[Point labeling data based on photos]
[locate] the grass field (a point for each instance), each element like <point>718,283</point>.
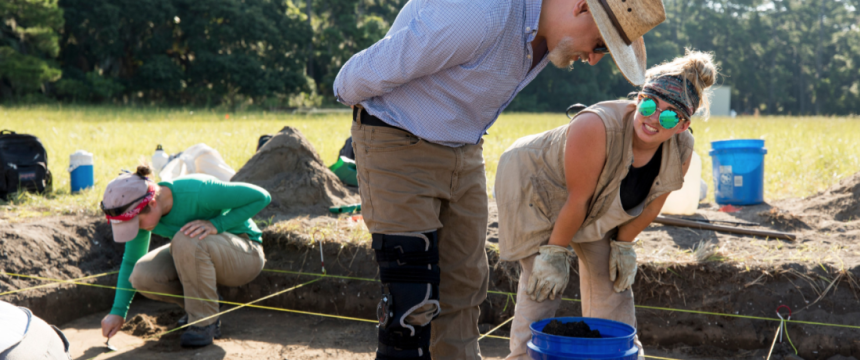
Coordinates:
<point>805,154</point>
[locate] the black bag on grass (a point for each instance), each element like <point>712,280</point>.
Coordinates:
<point>23,164</point>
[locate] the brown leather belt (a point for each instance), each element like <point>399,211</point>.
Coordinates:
<point>370,120</point>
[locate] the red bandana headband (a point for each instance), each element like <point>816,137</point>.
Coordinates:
<point>128,215</point>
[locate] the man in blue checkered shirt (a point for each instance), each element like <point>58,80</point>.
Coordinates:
<point>422,98</point>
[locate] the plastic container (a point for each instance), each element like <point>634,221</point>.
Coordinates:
<point>685,201</point>
<point>159,159</point>
<point>345,170</point>
<point>738,171</point>
<point>81,170</point>
<point>617,342</point>
<point>197,159</point>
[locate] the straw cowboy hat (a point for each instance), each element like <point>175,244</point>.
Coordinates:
<point>622,24</point>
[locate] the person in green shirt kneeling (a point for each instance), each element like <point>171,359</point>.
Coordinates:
<point>214,242</point>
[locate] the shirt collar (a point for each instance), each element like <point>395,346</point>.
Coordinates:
<point>532,18</point>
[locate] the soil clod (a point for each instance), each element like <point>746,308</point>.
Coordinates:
<point>572,329</point>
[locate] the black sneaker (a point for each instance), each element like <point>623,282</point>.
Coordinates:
<point>184,319</point>
<point>197,336</point>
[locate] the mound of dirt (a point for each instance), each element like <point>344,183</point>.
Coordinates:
<point>147,325</point>
<point>840,202</point>
<point>289,167</point>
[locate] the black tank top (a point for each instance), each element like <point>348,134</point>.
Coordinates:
<point>637,184</point>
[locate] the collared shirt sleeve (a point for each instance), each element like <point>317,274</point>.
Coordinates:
<point>439,35</point>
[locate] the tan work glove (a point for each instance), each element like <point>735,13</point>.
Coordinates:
<point>549,273</point>
<point>622,260</point>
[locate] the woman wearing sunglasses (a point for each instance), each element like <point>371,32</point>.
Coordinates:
<point>594,185</point>
<point>214,242</point>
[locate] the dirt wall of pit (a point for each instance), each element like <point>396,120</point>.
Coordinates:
<point>78,247</point>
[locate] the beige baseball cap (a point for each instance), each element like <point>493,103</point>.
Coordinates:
<point>120,203</point>
<point>622,24</point>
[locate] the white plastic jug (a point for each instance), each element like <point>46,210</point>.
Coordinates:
<point>159,159</point>
<point>685,201</point>
<point>198,159</point>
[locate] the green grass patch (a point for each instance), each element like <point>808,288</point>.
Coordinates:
<point>805,154</point>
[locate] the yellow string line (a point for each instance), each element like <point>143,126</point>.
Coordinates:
<point>495,328</point>
<point>234,309</point>
<point>638,306</point>
<point>491,292</point>
<point>46,285</point>
<point>251,304</point>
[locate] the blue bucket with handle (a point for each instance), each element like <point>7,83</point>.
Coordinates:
<point>738,171</point>
<point>617,341</point>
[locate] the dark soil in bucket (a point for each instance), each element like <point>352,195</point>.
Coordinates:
<point>572,329</point>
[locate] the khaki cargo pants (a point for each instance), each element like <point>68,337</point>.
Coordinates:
<point>194,268</point>
<point>410,185</point>
<point>599,299</point>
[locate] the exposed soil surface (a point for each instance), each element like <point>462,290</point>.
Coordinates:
<point>289,167</point>
<point>680,268</point>
<point>571,329</point>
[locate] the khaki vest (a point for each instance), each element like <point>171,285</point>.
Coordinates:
<point>530,187</point>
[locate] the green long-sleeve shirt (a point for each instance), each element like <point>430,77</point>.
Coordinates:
<point>229,206</point>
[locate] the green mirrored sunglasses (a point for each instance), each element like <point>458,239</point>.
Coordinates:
<point>668,118</point>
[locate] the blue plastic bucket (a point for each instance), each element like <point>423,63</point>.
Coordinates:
<point>81,170</point>
<point>738,171</point>
<point>617,342</point>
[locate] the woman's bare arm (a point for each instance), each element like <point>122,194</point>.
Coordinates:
<point>629,231</point>
<point>584,157</point>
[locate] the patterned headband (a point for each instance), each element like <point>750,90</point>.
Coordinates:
<point>670,89</point>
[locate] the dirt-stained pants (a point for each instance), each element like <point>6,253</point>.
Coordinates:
<point>410,185</point>
<point>599,299</point>
<point>194,268</point>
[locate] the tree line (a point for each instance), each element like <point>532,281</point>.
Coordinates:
<point>778,56</point>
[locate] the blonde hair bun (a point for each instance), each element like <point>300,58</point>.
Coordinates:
<point>697,67</point>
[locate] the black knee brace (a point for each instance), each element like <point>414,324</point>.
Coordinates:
<point>409,270</point>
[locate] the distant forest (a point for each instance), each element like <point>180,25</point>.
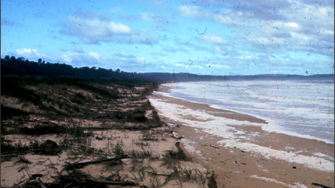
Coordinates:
<point>11,65</point>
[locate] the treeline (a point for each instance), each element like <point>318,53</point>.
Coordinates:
<point>21,66</point>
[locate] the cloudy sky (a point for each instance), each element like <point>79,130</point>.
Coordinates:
<point>218,37</point>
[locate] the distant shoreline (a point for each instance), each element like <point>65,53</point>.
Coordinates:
<point>199,141</point>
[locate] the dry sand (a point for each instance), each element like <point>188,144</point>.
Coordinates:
<point>238,168</point>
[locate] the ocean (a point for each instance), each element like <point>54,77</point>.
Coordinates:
<point>298,108</point>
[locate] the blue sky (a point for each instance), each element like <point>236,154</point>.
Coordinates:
<point>218,37</point>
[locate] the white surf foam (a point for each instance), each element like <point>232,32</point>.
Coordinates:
<point>218,126</point>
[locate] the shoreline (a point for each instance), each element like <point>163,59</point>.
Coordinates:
<point>255,169</point>
<point>231,114</point>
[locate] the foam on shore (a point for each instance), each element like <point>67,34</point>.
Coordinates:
<point>232,138</point>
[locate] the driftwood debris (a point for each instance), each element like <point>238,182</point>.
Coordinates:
<point>82,164</point>
<point>24,160</point>
<point>122,183</point>
<point>320,185</point>
<point>214,147</point>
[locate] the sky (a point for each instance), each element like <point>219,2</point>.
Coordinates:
<point>212,37</point>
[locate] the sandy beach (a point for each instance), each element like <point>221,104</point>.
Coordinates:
<point>282,161</point>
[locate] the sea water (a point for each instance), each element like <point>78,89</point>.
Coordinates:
<point>299,108</point>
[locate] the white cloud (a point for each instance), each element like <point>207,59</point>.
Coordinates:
<point>95,55</point>
<point>147,16</point>
<point>189,11</point>
<point>96,30</point>
<point>212,39</point>
<point>119,28</point>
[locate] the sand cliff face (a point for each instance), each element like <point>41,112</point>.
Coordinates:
<point>96,133</point>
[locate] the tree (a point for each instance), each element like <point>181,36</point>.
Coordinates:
<point>21,59</point>
<point>7,58</point>
<point>12,58</point>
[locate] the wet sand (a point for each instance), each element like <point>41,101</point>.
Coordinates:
<point>239,168</point>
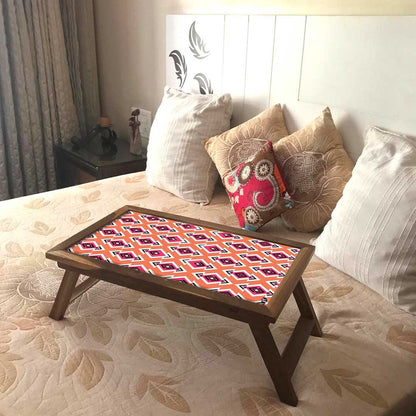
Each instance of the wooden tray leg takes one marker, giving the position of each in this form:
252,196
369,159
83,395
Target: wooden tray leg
64,295
305,307
274,363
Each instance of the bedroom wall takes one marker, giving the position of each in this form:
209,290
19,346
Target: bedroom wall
130,39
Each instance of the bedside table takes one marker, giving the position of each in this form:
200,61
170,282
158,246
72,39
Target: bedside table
80,166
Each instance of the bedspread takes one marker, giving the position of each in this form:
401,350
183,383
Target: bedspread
120,352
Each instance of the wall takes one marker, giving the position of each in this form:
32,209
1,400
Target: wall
130,38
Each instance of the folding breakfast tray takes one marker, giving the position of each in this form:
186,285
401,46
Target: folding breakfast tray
239,274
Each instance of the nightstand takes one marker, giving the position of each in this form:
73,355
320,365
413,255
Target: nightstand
80,166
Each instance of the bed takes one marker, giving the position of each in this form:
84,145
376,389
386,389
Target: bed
122,352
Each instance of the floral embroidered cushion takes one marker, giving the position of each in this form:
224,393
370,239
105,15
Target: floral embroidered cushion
235,146
315,168
256,189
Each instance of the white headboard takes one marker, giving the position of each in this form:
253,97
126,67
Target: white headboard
362,67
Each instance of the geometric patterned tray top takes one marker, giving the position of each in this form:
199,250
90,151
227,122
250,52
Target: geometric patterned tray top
248,268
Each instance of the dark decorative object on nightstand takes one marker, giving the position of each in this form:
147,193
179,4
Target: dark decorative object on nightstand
74,166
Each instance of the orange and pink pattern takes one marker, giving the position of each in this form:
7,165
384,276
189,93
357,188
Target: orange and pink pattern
244,267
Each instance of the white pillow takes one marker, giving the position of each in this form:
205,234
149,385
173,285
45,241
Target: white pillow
176,158
372,233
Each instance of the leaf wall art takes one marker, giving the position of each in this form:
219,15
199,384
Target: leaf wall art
181,70
196,44
195,49
204,84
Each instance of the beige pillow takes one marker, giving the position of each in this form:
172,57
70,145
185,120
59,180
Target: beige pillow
372,232
315,168
176,158
235,146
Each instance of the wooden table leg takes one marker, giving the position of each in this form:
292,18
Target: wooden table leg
274,363
64,295
305,307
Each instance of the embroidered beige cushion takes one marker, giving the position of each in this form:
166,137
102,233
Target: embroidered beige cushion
372,233
176,159
315,168
235,146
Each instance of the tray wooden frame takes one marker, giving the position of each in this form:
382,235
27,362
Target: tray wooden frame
280,366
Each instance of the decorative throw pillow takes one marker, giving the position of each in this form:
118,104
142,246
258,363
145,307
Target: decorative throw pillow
233,147
372,233
176,158
315,168
256,189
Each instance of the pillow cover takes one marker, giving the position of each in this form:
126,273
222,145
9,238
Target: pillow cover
176,158
233,147
256,189
372,233
315,168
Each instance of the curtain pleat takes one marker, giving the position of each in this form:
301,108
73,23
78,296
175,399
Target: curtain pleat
43,92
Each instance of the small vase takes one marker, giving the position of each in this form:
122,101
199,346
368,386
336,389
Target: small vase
135,143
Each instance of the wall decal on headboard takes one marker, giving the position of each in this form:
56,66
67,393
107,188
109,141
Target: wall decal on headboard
196,44
181,70
204,84
195,53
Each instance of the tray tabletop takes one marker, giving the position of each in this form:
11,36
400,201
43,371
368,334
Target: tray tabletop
252,268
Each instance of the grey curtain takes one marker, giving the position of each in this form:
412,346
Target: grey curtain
79,31
38,106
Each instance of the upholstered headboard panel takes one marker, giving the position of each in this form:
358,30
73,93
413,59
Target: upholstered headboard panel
362,67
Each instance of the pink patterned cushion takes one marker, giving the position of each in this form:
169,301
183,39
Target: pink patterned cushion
256,189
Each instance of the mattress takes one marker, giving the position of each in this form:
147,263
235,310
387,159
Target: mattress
120,352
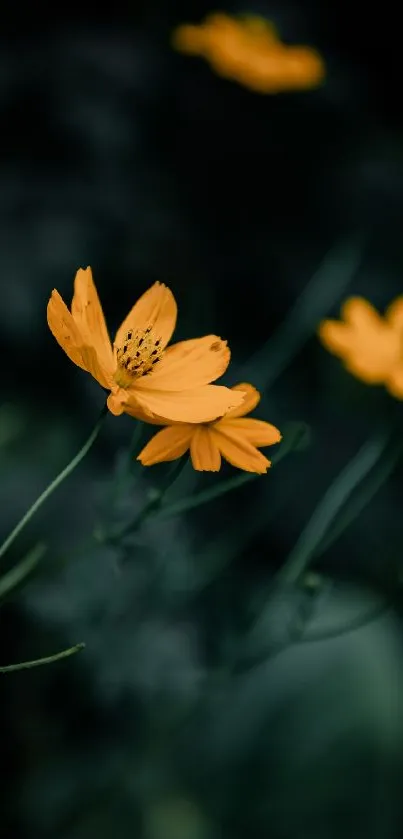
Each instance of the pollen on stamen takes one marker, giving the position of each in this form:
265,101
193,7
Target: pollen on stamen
139,352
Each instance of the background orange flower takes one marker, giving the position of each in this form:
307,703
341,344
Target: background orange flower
371,346
247,49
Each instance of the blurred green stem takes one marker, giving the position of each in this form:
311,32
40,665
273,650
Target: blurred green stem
15,576
326,511
55,484
37,662
156,497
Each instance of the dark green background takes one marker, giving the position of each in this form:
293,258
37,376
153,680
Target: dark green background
118,153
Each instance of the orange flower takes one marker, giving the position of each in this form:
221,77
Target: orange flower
371,346
233,437
145,379
248,50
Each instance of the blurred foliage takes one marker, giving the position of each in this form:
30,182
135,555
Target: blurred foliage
210,701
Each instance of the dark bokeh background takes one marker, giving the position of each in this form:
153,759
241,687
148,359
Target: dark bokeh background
119,153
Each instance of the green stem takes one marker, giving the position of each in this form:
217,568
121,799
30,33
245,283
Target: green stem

▶ _Task directions_: Format the rows from the beginning through the line containing "<point>23,164</point>" as a two-column CSV with the headers instruction and points, one CSV line per row. Put each row's text and its answer in single quoted fields with line breaks turned into spaces, and omit the pictures.

▶ _Answer below_:
instruction,points
"[locate] the grass field (a point for each instance), each element like <point>718,283</point>. Coordinates:","<point>805,154</point>"
"[locate] the black bag on grass (a point for each instance), each element like <point>712,280</point>. Coordinates:","<point>23,164</point>"